**EXERCISE REQUIREMENTS**: Repeat the whole listing below, word for word.

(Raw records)
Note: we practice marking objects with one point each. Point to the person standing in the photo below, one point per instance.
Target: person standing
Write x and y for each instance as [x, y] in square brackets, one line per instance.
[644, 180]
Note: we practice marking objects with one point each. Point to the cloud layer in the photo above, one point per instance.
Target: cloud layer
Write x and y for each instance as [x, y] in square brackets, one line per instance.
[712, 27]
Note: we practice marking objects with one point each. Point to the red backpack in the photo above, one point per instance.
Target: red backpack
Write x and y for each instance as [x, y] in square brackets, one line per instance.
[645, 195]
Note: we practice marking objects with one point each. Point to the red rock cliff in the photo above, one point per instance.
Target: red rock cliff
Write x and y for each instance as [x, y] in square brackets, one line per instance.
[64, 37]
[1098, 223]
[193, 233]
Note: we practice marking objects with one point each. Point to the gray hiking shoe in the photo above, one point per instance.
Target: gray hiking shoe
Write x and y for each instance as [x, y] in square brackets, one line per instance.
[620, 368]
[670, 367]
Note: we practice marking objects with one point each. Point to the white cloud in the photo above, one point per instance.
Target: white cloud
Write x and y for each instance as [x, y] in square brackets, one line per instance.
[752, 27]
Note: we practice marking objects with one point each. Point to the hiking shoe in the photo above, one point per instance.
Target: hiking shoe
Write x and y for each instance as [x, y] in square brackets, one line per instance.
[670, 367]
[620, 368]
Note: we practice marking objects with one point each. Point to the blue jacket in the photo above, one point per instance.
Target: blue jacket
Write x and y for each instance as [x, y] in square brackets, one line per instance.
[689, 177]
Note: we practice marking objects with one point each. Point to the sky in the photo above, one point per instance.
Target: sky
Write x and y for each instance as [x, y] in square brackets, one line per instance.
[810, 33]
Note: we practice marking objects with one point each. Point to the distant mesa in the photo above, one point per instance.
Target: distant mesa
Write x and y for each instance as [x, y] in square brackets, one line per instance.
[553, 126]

**SOLUTION FOR THIS PROBLEM**:
Note: we practice marking objects with one point each. Point to the person standing in the photo below, one point per instance.
Target: person standing
Write x and y for each instance as [x, y] in square brackets, one line per instance.
[644, 180]
Note: we practice marking objects with one point each. Point to the cloud layer in the photo above, one point per instance.
Target: cloud layer
Write x and y for each instance as [x, y] in square brackets, one line per instance.
[712, 27]
Note: we practice marking objects with one point each. Point to the red backpack in the photo above, one point per instance.
Target: red backpack
Write x and y for each instance as [x, y] in square brackets, one line per instance.
[645, 195]
Note: we practice marking objects with one point each. Point to the red rock cliff in the photo above, one point per instance.
Target: red rock cliff
Write x and y for each instance as [x, y] in square brackets, one line per instance.
[64, 37]
[1098, 223]
[193, 233]
Note: we practice marking objects with one point each. Point to the gray hiking shoe in the photo above, one point per instance.
Target: gray hiking shoe
Write x and y for each instance as [x, y] in square brackets, one line per instance.
[620, 368]
[670, 367]
Note: we practice marking objects with one point each. Point to the white cloud in the photo above, one point per instance.
Target: white cloud
Write x and y for each instance as [x, y] in square brackets, one line per instance.
[752, 27]
Note: we practice marking objects with one point each. Point to the hiking shoe in the photo above, one point per instance.
Target: hiking shoe
Write x and y for each instance as [x, y] in square brackets, one line per instance.
[670, 367]
[620, 368]
Note: we practice marking objects with one point each. Point to the blue jacket in the photo above, one point per instance.
Target: blue jacket
Write x and y for each instance as [x, y] in square brackets, one line per instance.
[689, 177]
Note: we practice marking objects with one point each. Point to the sky in the photo above, one point per instance.
Target: sky
Write x and y for each instance as [x, y] in square brackets, one line per instance.
[810, 33]
Note: we practice marking objects with one point each. Point to the distant mesa in the photo above, one point per instance.
Target: distant mesa
Write x and y for each instance as [x, y] in square brackets, one line per instance.
[553, 126]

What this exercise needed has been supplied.